## BEGIN Input records

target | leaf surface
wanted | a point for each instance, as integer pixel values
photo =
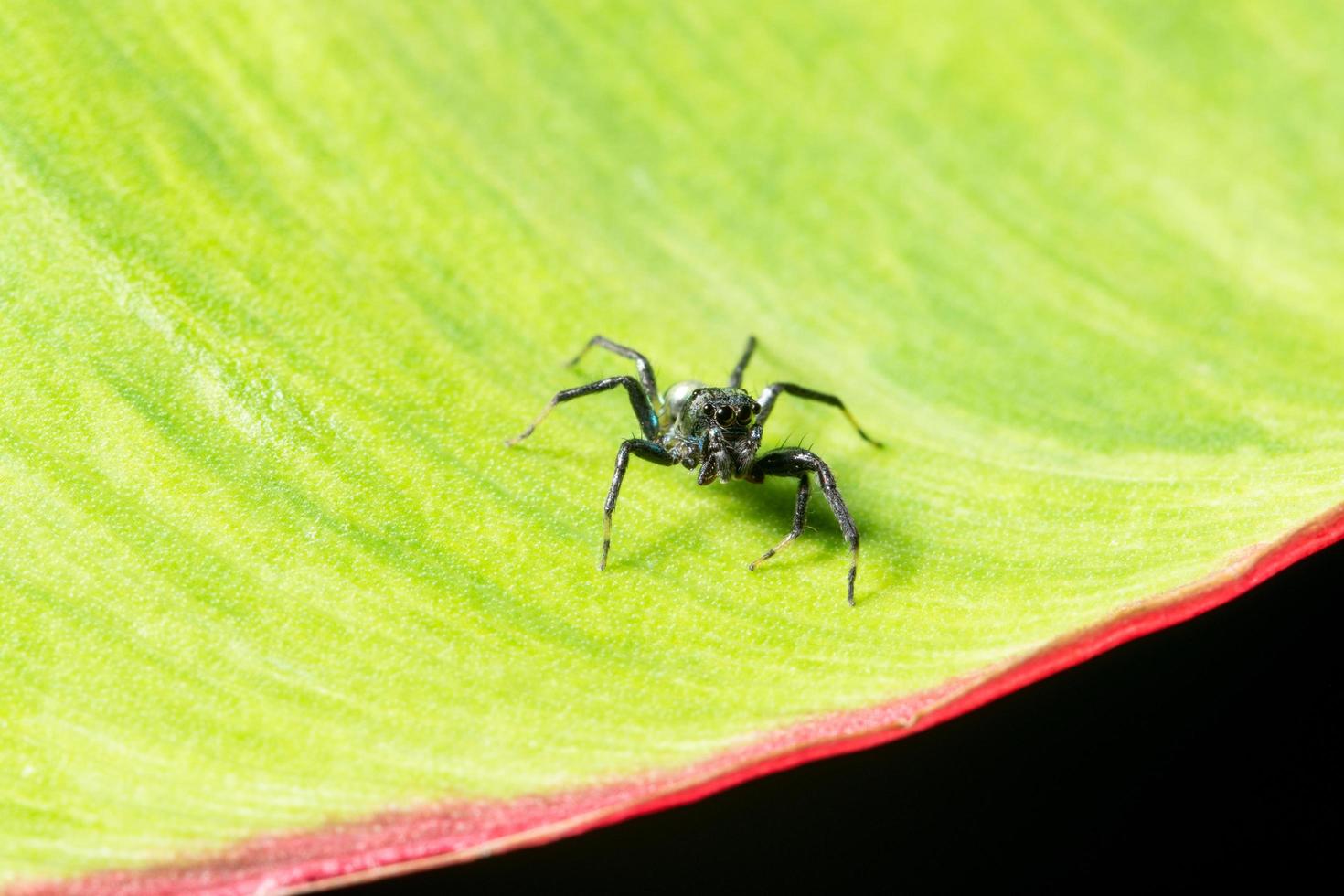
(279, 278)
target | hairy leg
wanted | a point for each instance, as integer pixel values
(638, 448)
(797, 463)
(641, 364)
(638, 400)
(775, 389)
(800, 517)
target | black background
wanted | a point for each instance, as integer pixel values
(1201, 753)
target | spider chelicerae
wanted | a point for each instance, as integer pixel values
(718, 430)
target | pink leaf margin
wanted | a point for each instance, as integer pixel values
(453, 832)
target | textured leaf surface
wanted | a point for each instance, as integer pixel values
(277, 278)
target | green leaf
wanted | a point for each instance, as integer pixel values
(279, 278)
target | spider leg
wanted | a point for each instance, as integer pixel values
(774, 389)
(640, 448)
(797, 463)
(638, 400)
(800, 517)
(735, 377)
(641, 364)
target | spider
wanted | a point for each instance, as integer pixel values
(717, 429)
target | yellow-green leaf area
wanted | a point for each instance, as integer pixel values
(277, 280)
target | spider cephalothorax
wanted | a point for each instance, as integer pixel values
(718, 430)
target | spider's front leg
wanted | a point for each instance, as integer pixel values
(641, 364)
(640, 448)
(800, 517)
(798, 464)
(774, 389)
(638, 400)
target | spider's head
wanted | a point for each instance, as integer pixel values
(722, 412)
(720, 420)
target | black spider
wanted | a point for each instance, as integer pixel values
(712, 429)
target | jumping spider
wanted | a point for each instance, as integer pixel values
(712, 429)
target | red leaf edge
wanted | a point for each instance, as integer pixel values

## END Input records
## BEGIN Input records

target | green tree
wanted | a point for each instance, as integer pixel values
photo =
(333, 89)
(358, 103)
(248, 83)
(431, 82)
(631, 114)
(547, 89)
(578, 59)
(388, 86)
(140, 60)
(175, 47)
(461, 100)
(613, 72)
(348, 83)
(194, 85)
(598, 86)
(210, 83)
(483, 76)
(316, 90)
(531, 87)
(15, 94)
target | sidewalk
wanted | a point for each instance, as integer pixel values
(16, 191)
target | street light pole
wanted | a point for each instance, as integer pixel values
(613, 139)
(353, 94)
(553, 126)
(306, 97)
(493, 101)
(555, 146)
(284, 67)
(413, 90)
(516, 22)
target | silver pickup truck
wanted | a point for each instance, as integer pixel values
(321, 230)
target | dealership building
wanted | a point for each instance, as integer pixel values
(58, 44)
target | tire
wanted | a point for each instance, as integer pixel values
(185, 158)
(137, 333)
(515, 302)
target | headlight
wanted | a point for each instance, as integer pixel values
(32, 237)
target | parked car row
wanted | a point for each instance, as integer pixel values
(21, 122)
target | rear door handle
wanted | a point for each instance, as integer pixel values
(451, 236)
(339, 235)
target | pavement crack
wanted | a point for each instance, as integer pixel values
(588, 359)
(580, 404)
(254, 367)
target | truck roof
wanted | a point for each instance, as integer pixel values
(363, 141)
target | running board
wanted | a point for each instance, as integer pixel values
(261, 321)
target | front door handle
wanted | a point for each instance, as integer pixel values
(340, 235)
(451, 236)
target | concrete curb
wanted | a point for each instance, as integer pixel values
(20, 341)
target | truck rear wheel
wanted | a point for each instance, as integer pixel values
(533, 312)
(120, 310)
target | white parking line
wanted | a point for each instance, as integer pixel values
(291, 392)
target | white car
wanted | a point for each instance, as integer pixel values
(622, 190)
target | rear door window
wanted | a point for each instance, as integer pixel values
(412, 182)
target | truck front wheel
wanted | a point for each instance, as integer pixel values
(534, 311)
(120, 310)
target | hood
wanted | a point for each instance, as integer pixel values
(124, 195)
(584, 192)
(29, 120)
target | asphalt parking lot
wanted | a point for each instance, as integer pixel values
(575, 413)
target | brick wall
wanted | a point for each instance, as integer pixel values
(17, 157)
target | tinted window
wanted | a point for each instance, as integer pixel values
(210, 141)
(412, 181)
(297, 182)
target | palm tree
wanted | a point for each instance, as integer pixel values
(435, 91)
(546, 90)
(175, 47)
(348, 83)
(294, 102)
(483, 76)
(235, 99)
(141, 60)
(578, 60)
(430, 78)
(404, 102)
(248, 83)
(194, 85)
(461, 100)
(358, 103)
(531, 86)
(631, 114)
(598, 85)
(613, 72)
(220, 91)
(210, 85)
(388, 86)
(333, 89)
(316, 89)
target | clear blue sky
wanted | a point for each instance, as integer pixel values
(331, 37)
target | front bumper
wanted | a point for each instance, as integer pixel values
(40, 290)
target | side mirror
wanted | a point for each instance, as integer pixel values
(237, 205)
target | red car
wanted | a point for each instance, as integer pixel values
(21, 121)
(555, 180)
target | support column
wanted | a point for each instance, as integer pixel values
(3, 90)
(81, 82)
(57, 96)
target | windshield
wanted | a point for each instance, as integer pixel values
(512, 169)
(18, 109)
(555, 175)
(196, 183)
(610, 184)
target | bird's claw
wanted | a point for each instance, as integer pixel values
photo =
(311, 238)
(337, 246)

## END Input records

- _Task to complete_
Identify every line in the records that contains the word "truck", and copy each one. Case counts.

- _Task answer_
target | silver pickup truck
target | truck roof
target | truck rear wheel
target | truck front wheel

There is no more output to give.